Dataset entries:
▬▬▬▬▬▬
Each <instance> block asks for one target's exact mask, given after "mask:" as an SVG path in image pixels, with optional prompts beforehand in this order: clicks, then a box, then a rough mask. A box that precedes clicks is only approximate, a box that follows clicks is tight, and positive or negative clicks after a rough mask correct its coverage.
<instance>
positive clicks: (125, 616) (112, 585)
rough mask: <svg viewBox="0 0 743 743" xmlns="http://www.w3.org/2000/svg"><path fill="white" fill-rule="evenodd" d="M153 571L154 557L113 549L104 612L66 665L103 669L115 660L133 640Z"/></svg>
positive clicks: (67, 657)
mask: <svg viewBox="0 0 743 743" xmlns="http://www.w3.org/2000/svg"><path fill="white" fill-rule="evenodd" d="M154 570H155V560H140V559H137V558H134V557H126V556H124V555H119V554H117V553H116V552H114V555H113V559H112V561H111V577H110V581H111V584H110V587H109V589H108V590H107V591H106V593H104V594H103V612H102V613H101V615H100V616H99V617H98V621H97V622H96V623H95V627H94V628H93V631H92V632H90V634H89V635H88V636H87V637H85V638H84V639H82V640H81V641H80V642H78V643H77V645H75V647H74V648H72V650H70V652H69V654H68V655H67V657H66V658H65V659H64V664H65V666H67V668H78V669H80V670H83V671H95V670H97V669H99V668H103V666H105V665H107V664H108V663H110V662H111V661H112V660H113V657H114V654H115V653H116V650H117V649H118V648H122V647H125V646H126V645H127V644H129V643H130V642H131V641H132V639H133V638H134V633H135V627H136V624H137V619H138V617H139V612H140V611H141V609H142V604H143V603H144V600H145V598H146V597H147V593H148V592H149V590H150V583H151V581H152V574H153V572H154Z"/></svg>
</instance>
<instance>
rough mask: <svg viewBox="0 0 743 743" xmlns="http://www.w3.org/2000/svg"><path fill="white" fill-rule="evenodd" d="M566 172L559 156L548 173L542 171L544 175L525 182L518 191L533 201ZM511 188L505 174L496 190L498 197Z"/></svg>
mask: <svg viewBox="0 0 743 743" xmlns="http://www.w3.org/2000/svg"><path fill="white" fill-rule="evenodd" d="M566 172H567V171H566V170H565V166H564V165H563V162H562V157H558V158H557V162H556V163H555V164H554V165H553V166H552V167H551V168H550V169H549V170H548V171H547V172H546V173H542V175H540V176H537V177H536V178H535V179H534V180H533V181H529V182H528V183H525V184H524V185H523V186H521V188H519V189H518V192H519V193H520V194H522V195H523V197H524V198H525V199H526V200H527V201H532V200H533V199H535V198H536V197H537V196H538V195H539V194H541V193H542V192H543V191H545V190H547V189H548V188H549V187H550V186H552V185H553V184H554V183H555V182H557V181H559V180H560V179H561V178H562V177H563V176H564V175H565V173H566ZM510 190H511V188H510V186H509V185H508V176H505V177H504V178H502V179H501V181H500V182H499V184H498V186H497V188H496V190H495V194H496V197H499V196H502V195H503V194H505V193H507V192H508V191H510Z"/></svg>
▬▬▬▬▬▬
= WHAT TO WORK ON =
Which lines in the data above hold the word "instance"? Return each of them.

= EXERCISE RESPONSE =
Each <instance> block asks for one target's exact mask, given after "mask:" as an SVG path in image pixels, with optional prompts beforehand in this order: clicks, then a box, then a rough mask. A box that precedes clicks is only approximate, a box that follows clicks is tight, and positive or negative clicks after a rough mask correct its coverage.
<instance>
</instance>
<instance>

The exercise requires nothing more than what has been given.